Page text:

Finishes, both interior and exterior, come in two basic categories, film finishes and oil finishes. Film finishes build up a protective film on the outer surface of your furniture. These are finishes like urethane, varnish, lacquers, etc. Oil finishes are absorbed into cells of the wood and protect from within.

If you choose a film finish for an outdoor project, I’d recommend a good quality spar varnish, preferably one with UV protection. Spar varnish is different from a “standard” varnish, in that it is designed for exterior use. It is formulated to repel water and the detrimental effects of the sun. It is usually a gloss finish, but with some searching, you could probably find a semi-gloss or satin spar varnish as well. It does need to be maintained, with a new coat every year or two. This may require sanding any rough spots that have developed and a light sanding all over to give the new layers a tooth to hold on to.

Oil finishes work well outside as well, but you don’t get the same feel that you get from a film finish. Oil finishes let you feel the texture of the wood and give you more of a flat finish. Again, make sure you choose a finish that is formulated for exterior use. These are readily available in deck stains and the like. One advantage these have is that they come in several colors and opacity. Another advantage these have is that when it comes time to maintain the finish, you can simply clean off the piece and reapply a new coat.

So what’s the right finish for you? Well like most things in woodworking, it depends. It depends on the look and feel you want; as well as how much maintenance you are willing do in the long run.

Oh yeah, one more thing. The finish you choose is irrelevant if you start with a poor choice of wood, or worse, an old piece that is already starting to rot. That however is a topic for another blog.

Tuesday, August 11, 2009

How is Custom Furniture Priced – Pricing a Bookcase

This is an extension of my last article on pricing custom furniture. In this article I’ll price out a bookcase then change some materials and features. We’ll start with a simple design that is 48” tall, 36” wide and 12” deep. The center shelf will be fixed, and there will be two adjustable shelves.

We will build our first version out of red oak. So what would our book case cost? Based on current material pricing it would sell for $390.00. If we switch to poplar it would lower the price to $360.00. Changing our material to walnut makes the price jump to $505.00. How about an exotic like zebra wood? Well that will run you $750.00, almost double the oak price.

What to do:
Extend the woodworking blog text on finishes and bookcase pricing by writing what comes after its final sentence.

(Dataset excerpts)
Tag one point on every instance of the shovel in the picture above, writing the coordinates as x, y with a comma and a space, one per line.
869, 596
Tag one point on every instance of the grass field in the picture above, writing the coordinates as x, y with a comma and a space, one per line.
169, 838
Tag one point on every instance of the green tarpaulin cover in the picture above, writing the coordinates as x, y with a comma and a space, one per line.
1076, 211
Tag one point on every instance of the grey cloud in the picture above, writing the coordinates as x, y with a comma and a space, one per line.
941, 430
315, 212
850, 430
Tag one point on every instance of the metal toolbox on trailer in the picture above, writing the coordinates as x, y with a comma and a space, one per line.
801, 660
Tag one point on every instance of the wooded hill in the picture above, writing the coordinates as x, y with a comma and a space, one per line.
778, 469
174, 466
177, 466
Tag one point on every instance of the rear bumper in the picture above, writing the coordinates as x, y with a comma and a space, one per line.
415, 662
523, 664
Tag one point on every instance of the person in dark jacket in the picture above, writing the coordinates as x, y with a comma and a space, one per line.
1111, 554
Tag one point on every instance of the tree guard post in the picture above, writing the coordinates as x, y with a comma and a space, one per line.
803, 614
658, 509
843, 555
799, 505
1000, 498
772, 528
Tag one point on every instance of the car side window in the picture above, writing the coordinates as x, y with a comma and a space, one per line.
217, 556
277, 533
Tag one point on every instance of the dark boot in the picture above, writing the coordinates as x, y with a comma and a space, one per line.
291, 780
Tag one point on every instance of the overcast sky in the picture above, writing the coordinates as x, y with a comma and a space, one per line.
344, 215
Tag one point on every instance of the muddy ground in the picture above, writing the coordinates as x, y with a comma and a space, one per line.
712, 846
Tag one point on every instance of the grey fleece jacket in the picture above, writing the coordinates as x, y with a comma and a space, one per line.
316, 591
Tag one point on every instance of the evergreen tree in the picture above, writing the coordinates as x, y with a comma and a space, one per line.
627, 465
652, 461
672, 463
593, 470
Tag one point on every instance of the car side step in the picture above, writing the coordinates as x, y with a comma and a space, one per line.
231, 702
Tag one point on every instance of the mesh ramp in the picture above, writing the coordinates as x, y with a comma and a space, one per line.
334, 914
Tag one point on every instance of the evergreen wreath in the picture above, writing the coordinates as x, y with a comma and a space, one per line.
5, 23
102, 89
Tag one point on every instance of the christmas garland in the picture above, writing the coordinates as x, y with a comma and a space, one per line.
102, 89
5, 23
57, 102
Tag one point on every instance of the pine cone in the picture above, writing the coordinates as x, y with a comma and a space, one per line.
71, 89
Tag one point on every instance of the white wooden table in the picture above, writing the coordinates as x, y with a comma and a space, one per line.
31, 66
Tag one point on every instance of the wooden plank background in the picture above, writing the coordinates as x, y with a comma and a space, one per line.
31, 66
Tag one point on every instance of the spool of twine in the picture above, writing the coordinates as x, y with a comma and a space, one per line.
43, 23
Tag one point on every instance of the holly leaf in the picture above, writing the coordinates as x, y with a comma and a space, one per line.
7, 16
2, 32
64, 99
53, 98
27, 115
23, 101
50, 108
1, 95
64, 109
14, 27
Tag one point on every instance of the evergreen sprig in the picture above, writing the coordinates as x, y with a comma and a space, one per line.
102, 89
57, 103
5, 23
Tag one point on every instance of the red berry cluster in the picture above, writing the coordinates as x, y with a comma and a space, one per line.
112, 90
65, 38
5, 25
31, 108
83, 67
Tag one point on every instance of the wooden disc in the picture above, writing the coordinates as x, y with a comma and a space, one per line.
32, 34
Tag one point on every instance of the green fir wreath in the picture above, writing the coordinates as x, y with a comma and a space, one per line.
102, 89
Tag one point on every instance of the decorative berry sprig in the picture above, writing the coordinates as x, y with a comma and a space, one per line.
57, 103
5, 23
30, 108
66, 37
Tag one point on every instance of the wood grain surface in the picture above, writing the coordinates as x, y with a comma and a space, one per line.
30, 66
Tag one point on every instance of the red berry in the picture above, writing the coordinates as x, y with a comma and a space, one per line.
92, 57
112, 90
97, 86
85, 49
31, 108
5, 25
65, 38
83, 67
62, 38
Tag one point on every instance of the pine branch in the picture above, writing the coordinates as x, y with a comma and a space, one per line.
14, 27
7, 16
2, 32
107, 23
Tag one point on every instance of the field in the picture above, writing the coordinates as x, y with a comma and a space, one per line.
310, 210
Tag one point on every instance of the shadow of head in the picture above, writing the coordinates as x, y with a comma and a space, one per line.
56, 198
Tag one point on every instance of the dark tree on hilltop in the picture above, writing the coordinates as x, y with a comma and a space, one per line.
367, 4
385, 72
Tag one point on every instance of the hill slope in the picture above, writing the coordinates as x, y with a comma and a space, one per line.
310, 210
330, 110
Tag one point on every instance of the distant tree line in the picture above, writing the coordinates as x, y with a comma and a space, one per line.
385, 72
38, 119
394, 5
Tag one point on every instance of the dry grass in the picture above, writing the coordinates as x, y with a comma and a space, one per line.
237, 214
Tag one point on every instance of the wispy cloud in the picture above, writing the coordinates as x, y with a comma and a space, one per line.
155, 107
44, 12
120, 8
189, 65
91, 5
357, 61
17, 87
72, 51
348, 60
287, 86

Answer for the task:
How about we switch from solid wood to cabinet grade plywood (veneer)? There is less preparation, and it can be just as strong, if not stronger, as solid wood. Again starting with red oak we’d be looking at $315.00, a $75.00 savings. A walnut veneer case would sell for $375.00 a savings of $130.00.

With these savings why wouldn’t you always go with veneer? Well, veneers are only 1/128” thick so if you get a scratch it is likely to penetrate the surface. That said, with proper care and a good finish, veneer furniture will last for years and years.

Now let’s take our solid oak bookcase and add a pair of doors to it. We’ll use middle of the road hinges and door pulls. If we go with raised panel doors our price moves from $390.00 to $515.00. Why? More materials and more labor increase the cost. Change the raised panel doors for glass and our new price is $480.00.

So what happens when we change the size? Well let’s go back to our original design and change the width from 36” to 24”. Remember we started with a cost of $390.00 and adjusting the width changes our price to $375.00. Why such a small a change? Because the material difference is minimal, but the labor stays the same. It takes as long to cut a 36” board as it does a 24” board. This is good to know because people often adjust the size in the hopes of getting a better price, when that little or no affect on the cost.

I hope this has given you some insight into what affects the pricing of custom furniture. Materials, design, and features all effect the final cost. I suggest you choose what you really want; you’ll have it for years to come. You don’t want to look back later and say “I wish I had spent a little more and bought what I wanted.